- **SOURCE RECORDS**:
::::::

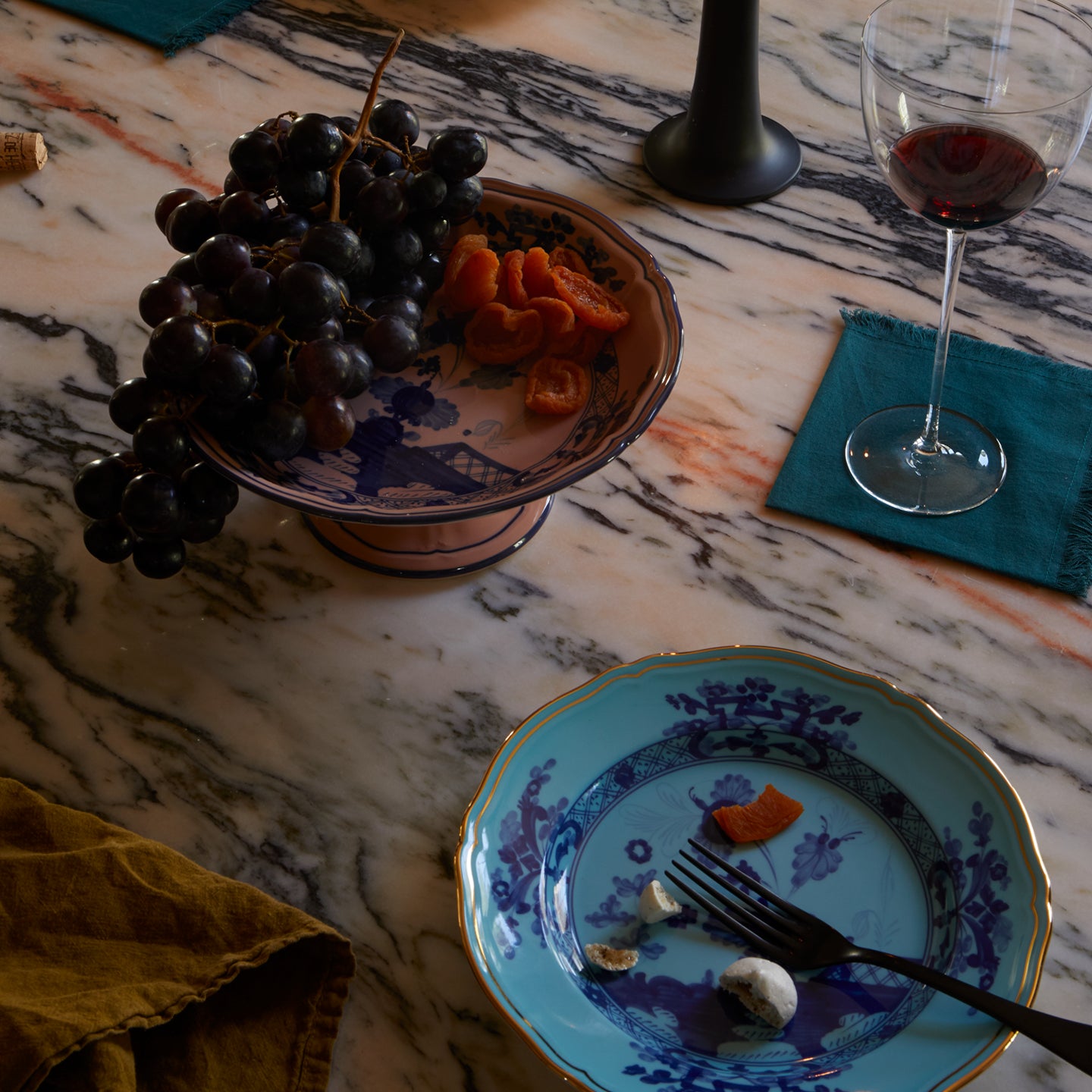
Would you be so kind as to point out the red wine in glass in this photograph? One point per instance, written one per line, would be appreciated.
(965, 177)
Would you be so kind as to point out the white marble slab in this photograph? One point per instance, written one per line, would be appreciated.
(317, 730)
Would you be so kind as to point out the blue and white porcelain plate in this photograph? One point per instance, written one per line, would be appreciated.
(912, 840)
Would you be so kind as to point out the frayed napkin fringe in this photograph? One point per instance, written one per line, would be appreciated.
(885, 327)
(211, 22)
(1076, 569)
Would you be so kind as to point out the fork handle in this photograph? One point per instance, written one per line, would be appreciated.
(1067, 1039)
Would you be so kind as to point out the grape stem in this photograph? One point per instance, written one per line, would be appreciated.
(362, 126)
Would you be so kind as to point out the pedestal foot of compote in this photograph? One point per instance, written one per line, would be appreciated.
(696, 168)
(428, 551)
(885, 459)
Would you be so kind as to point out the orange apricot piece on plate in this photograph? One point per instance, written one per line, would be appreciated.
(474, 283)
(769, 814)
(598, 306)
(556, 314)
(511, 267)
(536, 273)
(556, 386)
(499, 334)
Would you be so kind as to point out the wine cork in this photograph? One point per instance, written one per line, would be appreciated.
(22, 151)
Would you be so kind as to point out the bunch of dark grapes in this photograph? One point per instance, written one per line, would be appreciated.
(309, 273)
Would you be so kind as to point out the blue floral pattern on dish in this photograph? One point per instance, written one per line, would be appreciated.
(846, 1012)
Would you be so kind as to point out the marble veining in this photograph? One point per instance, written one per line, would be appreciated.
(318, 730)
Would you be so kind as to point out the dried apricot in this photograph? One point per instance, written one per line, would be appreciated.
(591, 302)
(513, 278)
(556, 314)
(556, 386)
(536, 273)
(499, 334)
(474, 283)
(581, 344)
(767, 814)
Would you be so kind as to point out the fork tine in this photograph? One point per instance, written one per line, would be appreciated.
(761, 934)
(749, 881)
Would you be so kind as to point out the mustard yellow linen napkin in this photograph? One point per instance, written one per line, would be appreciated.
(127, 968)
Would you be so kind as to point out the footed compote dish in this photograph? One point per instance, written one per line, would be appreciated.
(448, 471)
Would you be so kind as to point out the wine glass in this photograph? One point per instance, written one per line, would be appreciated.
(973, 111)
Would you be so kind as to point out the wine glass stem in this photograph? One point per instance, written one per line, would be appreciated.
(928, 444)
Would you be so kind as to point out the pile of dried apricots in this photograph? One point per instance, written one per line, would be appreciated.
(533, 306)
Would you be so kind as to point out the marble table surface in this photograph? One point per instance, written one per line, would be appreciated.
(317, 730)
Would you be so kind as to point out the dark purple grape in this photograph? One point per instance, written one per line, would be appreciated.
(171, 201)
(206, 491)
(354, 176)
(431, 270)
(150, 506)
(330, 423)
(255, 158)
(384, 161)
(308, 292)
(332, 245)
(190, 224)
(404, 307)
(394, 121)
(314, 141)
(432, 228)
(108, 540)
(275, 127)
(245, 213)
(462, 200)
(186, 268)
(228, 375)
(179, 344)
(322, 369)
(397, 249)
(253, 297)
(162, 444)
(302, 187)
(212, 307)
(366, 263)
(277, 431)
(99, 486)
(222, 259)
(426, 190)
(133, 401)
(159, 560)
(458, 153)
(327, 330)
(391, 343)
(164, 297)
(201, 529)
(380, 206)
(412, 284)
(360, 372)
(287, 225)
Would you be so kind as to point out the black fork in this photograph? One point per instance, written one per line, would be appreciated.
(799, 940)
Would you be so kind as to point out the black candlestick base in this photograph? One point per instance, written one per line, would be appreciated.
(699, 171)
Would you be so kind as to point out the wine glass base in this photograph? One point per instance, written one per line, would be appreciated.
(965, 471)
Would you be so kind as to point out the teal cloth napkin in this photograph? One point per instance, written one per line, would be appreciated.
(1039, 526)
(169, 24)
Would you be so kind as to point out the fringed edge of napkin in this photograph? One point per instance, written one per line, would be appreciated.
(1075, 573)
(211, 22)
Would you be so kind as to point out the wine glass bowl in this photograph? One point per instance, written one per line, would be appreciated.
(973, 111)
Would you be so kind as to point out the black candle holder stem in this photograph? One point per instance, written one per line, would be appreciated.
(723, 151)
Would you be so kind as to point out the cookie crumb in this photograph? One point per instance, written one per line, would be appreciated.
(610, 959)
(764, 987)
(657, 905)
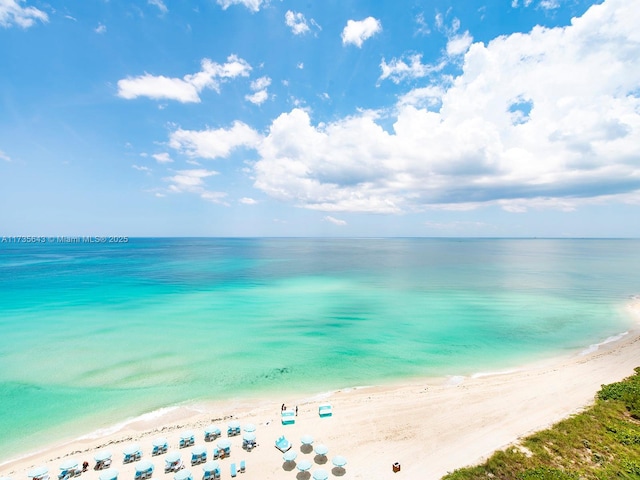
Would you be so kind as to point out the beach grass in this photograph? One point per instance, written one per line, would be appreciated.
(602, 442)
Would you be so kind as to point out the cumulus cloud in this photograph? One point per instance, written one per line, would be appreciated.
(356, 32)
(160, 4)
(253, 5)
(259, 87)
(214, 143)
(188, 88)
(335, 221)
(13, 13)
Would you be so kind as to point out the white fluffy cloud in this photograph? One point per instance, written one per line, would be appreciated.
(188, 88)
(13, 13)
(526, 125)
(214, 143)
(356, 32)
(253, 5)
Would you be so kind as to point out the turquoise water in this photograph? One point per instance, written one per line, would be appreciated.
(91, 334)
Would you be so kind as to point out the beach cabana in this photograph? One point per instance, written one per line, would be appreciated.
(183, 475)
(211, 433)
(160, 446)
(224, 447)
(325, 410)
(320, 474)
(108, 474)
(288, 417)
(248, 440)
(172, 462)
(103, 459)
(132, 453)
(233, 428)
(187, 438)
(144, 469)
(283, 444)
(304, 465)
(211, 470)
(198, 454)
(39, 473)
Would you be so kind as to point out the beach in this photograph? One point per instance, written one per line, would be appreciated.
(428, 426)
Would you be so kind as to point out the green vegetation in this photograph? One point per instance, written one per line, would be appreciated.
(601, 443)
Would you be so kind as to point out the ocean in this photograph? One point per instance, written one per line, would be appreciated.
(94, 333)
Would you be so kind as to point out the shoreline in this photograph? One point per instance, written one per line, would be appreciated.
(430, 425)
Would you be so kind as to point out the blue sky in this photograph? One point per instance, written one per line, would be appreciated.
(320, 118)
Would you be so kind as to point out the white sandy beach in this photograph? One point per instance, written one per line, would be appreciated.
(430, 427)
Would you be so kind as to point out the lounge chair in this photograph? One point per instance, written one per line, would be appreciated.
(283, 444)
(325, 410)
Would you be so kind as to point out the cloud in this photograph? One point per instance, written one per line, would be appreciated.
(162, 157)
(214, 143)
(356, 32)
(12, 13)
(188, 88)
(525, 125)
(335, 221)
(259, 88)
(253, 5)
(398, 70)
(160, 4)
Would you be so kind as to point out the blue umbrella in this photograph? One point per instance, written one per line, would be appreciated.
(69, 464)
(224, 443)
(144, 466)
(131, 449)
(320, 474)
(339, 461)
(290, 455)
(183, 475)
(102, 456)
(210, 466)
(38, 472)
(109, 474)
(249, 427)
(321, 449)
(172, 457)
(160, 442)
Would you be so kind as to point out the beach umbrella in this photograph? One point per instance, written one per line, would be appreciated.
(320, 474)
(290, 455)
(160, 442)
(339, 461)
(109, 474)
(224, 444)
(321, 449)
(131, 449)
(69, 464)
(183, 475)
(210, 466)
(249, 427)
(172, 457)
(102, 456)
(199, 450)
(144, 466)
(38, 472)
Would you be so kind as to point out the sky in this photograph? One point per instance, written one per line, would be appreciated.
(339, 118)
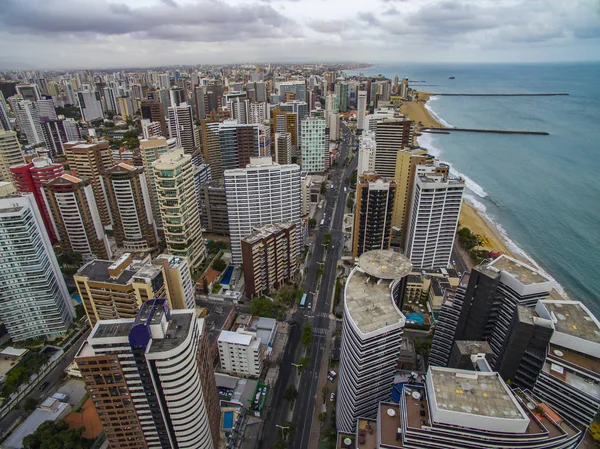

::::::

- **TASK TO CARRY OUT**: The entries above must be restated exactly in the answer, and the pictures left out.

- **RESULT OF THIS EXERCISE**:
Would you be so kind as to point out the red wine in glass in this photograph? One point per instance, written one per line, would be appreciated.
(965, 177)
Would you be so kind as to point out the white marble slab in this photograph? One point per instance, written one per line, would be appreciated.
(317, 730)
Would you be so kind as to point out the blue and white porcelain plate in this photograph? One point per instance, written one per line, would be appreciated.
(912, 840)
Would you be so kind as to point out the frayed napkin fringe in this photograph? One point per instance, written one per line, would be appreciated.
(885, 327)
(211, 22)
(1076, 569)
Would you be so kind as to point out the fork handle in this photograph? One point per instance, written one per line, would be appreciated.
(1067, 1039)
Would you be so kind as to point out the grape stem in this photograph? One point per instance, written one per line, would be appreciated.
(362, 126)
Would you be so kind as to point out the pedestal foot of compote in this photograph? One point per instance, written one per line, would be appreciated.
(696, 168)
(428, 551)
(885, 459)
Would you be so kind as to point out the orange apricot piece on plate in this photograph? One point per instance, written one per line, would be appreciated.
(474, 283)
(769, 814)
(598, 306)
(556, 314)
(511, 267)
(536, 273)
(556, 386)
(499, 334)
Would you be so kind as to point out the wine cork in this photograph? One point per instance, written one per line, would be appreciated.
(22, 151)
Would you be so kind as to point out the bunch of dark grapes in this photograph? One point per instance, written one per line, would be appreciated.
(309, 273)
Would you be so kind as to point out the blue floral pattern on dish in this photograph? One point per instance, written one per line, would be appreciated.
(846, 1012)
Would you be so kind as to point out the marble veining in this photograph? One point per instance, written one per line, would be appreciated.
(318, 730)
Would you be so kind as to point out the dried apricot in this photograph? One point per instance, written one per line, would be appreciated.
(591, 302)
(513, 278)
(556, 314)
(556, 386)
(536, 273)
(499, 334)
(474, 283)
(581, 344)
(767, 814)
Would you be so kind as to point out the fork tine in this photograph? One point per instance, written one per line, would be appreciated.
(761, 934)
(749, 881)
Would you be so kind as to point out the mustard yellow linen napkin in this photograph? One point per instance, written one per line, would be appreciated.
(127, 968)
Would you be so kind as to point out the footed compote dish in this photograph? One point per instance, written one per line, would be appreciated.
(448, 471)
Would you be so kind as to point out the wine glass in this photograph? One point per instance, written one per line, would be appreciated.
(973, 111)
Would you be so kind as to point out the wine glass stem in this photograph? One point per instance, written one per line, would be appreciated.
(928, 444)
Would you be so kind as to point out the pile of dried apricots in this photograph? One point per instance, written one per line, would be appreciated.
(533, 306)
Would you be so kind as to point out the marble table surface in this photograph? One point per instance, written one per line, would be appreciated.
(317, 730)
Would you be so kind as to point out the dark purple grape in this photograph? One point per instance, written one per line, would be appreciated.
(171, 201)
(206, 491)
(354, 176)
(431, 270)
(150, 506)
(330, 423)
(255, 158)
(384, 161)
(308, 292)
(332, 245)
(190, 224)
(404, 307)
(394, 121)
(314, 141)
(432, 228)
(108, 540)
(275, 127)
(245, 213)
(462, 200)
(186, 268)
(228, 375)
(179, 344)
(322, 369)
(397, 249)
(253, 297)
(162, 444)
(302, 187)
(212, 307)
(366, 263)
(277, 431)
(99, 486)
(222, 259)
(426, 190)
(133, 401)
(159, 560)
(458, 153)
(327, 330)
(391, 343)
(164, 297)
(201, 529)
(380, 206)
(412, 284)
(360, 372)
(287, 225)
Would you be so kind as to point out the black fork in this photograph? One point per instance, written one per line, would be appreciated.
(799, 940)
Would you be so kind as to point out the black candlestick base in this photograph? One point per instance, written one per line, would be appreciated.
(699, 171)
Would you be so kind as to point out the wine glass base in this photograph? One point per instance, written one per line, would be appreciated.
(965, 471)
Would you be so kind as to point out the teal cloth napkin in this photograph? One point per instance, written one per line, would be appreciated.
(1039, 526)
(169, 24)
Would you be so kind as to point out the fringed edge of napkin in this photograph? One point per instance, written one per line, would be appreciated.
(1075, 573)
(211, 22)
Would you be so kind as to point out the wine glass bowl in this photograph? One point per instance, written one per line, would be appreciated.
(973, 111)
Would you be so kind as to point out the black candle holder stem in this photograph? One point per instance, written one per line, would be appreciated.
(723, 151)
Would you be so kind as to point out the cookie crumb in this photograph? One point per instance, written one per line, would be appreciated.
(610, 959)
(764, 987)
(657, 905)
Would you be so kind as to point out the beach grass in this photograph? One point per instance, written one per line, would be appreciated.
(602, 442)
Would you be so kind as to point out the cumulus cloud in this photograph? One point per instance, written one per line, would be appreciated.
(356, 32)
(160, 4)
(253, 5)
(259, 87)
(214, 143)
(188, 88)
(335, 221)
(13, 13)
Would you be so kind as to point out the white fluffy cloud in this photograph? One point per instance, written one per line, would be appreciated.
(188, 88)
(13, 13)
(526, 125)
(214, 143)
(356, 32)
(253, 5)
Would you be so kind as to point out the turquoise water in this photograph? One point per instance, written one per line, would be appreciated.
(91, 334)
Would you be so kind as to point out the beach cabana in this photograph? One point per instance, written one per line, would be appreciated.
(183, 475)
(211, 433)
(160, 446)
(224, 447)
(325, 410)
(320, 474)
(108, 474)
(288, 417)
(248, 440)
(172, 462)
(103, 459)
(132, 453)
(233, 428)
(187, 438)
(144, 469)
(283, 444)
(304, 465)
(211, 470)
(198, 454)
(39, 473)
Would you be so kind as to point out the beach in this photograph? One point per instance, written one per line, would be appreciated.
(428, 426)
Would you be so kind as to point out the green vegetation in this photograph? One point per instance, written one per line, would be appreciated.
(601, 443)
Would you be so kind as to point out the ocean in this photograph? One point per instance, written one per line, would be appreciated.
(94, 333)
Would you be so kind as to point out the shoreline in this photograph? One point per instance, written one per line, would be appreciated.
(430, 425)
Would you be so kind as to point out the blue sky in this photograph? One point per instance, written one per line, would be appreciated.
(320, 118)
Would you be so kind as to point out the white sandy beach in this photograph? One point per instance, written one per line, would be appreciated.
(430, 427)
Would you be so kind as to point out the lounge chair in this photograph? One point per instance, written one per line, would be appreciated.
(283, 444)
(325, 410)
Would you be so kind as to point out the cloud in this photograph? One point per instance, written one per line, would be appreciated.
(162, 157)
(214, 143)
(356, 32)
(12, 13)
(188, 88)
(525, 125)
(335, 221)
(259, 88)
(253, 5)
(398, 70)
(160, 4)
Would you be so kind as to point out the blue umbrella in this photograph? One point per instance, written one per line, would be appreciated.
(69, 464)
(224, 443)
(144, 466)
(131, 449)
(320, 474)
(339, 461)
(290, 455)
(183, 475)
(102, 456)
(210, 466)
(38, 472)
(109, 474)
(249, 427)
(321, 449)
(172, 457)
(160, 442)
Would you be so kind as to point out the beach umbrella in this photograph? One point per instance, written one per line, would be appreciated.
(320, 474)
(290, 455)
(160, 442)
(339, 461)
(109, 474)
(224, 444)
(321, 449)
(131, 449)
(69, 464)
(183, 475)
(210, 466)
(249, 427)
(172, 457)
(102, 456)
(199, 450)
(144, 466)
(38, 472)
Would you be so kind as to point out the sky in this photograph? One point per instance, written one per line, would be appreciated.
(339, 118)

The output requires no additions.